— Polecenia —
1/ Który mistrz zostaje przywołany na początku fragmentu dokumentu w związku z tym, skąd się bierze gniew?
2/ Przepisz część fragmentu dokumentu zawartą między "A co neutralność" a "w domowym zaciszu.", włącznie z tymi słowami, zamieniając "fastfoodom" na "pizzeriom".

---------- Fragment dokumentu

Zresztą co mi tu wyskakujesz z "agresją znikąd", nie wiesz skąd się bierze gniew, mistrza
Yody nie słyszałeś? ;)


Czyżby to oznaczało, że wyjący Wikingowie z toporami byli w istocie po prostu bardzo przerażeni?

Dnia 09.04.2013 o 01:08, zadymek napisał:

Ujmę to tak: jak ktoś ma pragmatyczne podejście to siedzi
cicho, bo wie, że to nie jego sprawa kto z kim i w jakim układzie.


Nie chcę ci przypisywać poglądów, których nie żywisz, ale wydaje mi się, że twoja opinia wynika z tego, że postrzegasz ludzi w kategoriach indywidualistycznych.
Istnieje natomiast cała masa ludzi, którzy czują się bardziej częścią całości niż osobną jednostką i dla nich interes społeczny jest niemalże tożsamy z ich interesem indywidualnym. Jeżeli zaś taki człowiek dojdzie do wniosku, że homoseksualizm jest szkodliwy społecznie... cóż, sam chyba dopowiesz sobie resztę.

Dnia 09.04.2013 o 01:08, zadymek napisał:

Już samo "przeciwko" jest taaakie neutralne...;)


A co neutralność ma tu do rzeczy?

Dnia 09.04.2013 o 01:08, zadymek napisał:

Samo określenie "za" i "przeciw" w odniesieniu do orientacji seksualnej brzmi jak dla
mnie jakoś tak niepoważnie. Plasuje się to gdzieś między protestami przeciw plamom na
słońcu a protestami przeciwko fastfoodom.


To oczywiście pewien skrót myślowy. W rzeczywistości chodzi zazwyczaj o propagowanie homoseksualnego trybu życia, a nie o to, co ktoś sobie robi w domowym zaciszu.

--------------------
---------- Fragment zbioru danych

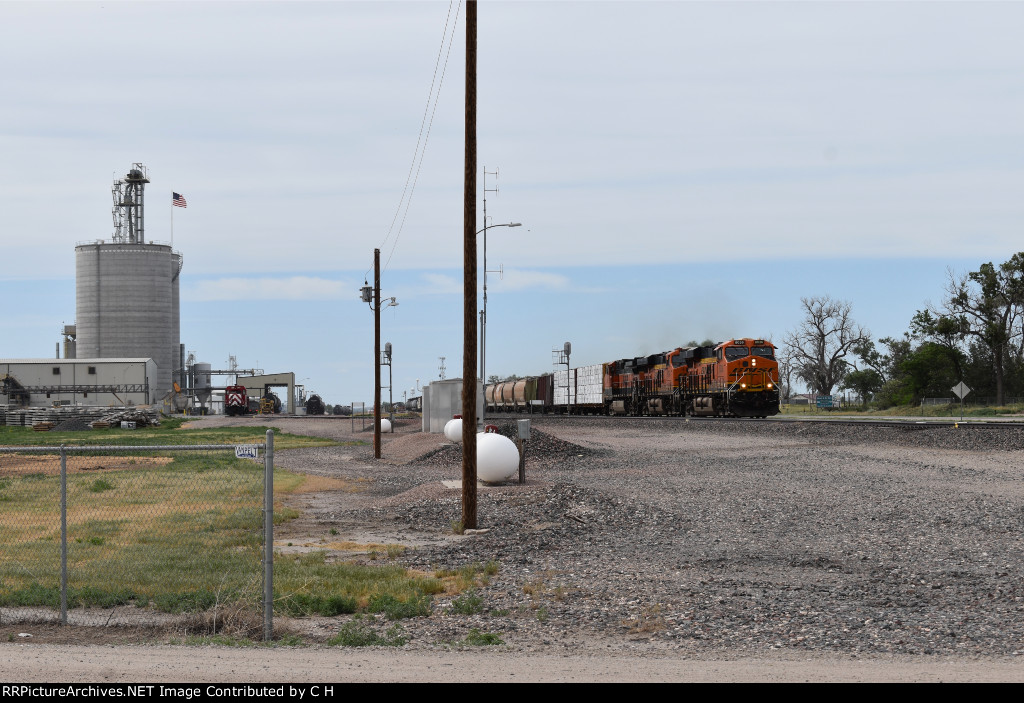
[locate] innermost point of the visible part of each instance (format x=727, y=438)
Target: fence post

--------------------

— Odpowiedzi —
1/ Mistrz Yoda.

2/
A co neutralność ma tu do rzeczy?

Dnia 09.04.2013 o 01:08, zadymek napisał:

Samo określenie "za" i "przeciw" w odniesieniu do orientacji seksualnej brzmi jak dla
mnie jakoś tak niepoważnie. Plasuje się to gdzieś między protestami przeciw plamom na
słońcu a protestami przeciwko pizzeriom.


To oczywiście pewien skrót myślowy. W rzeczywistości chodzi zazwyczaj o propagowanie homoseksualnego trybu życia, a nie o to, co ktoś sobie robi w domowym zaciszu.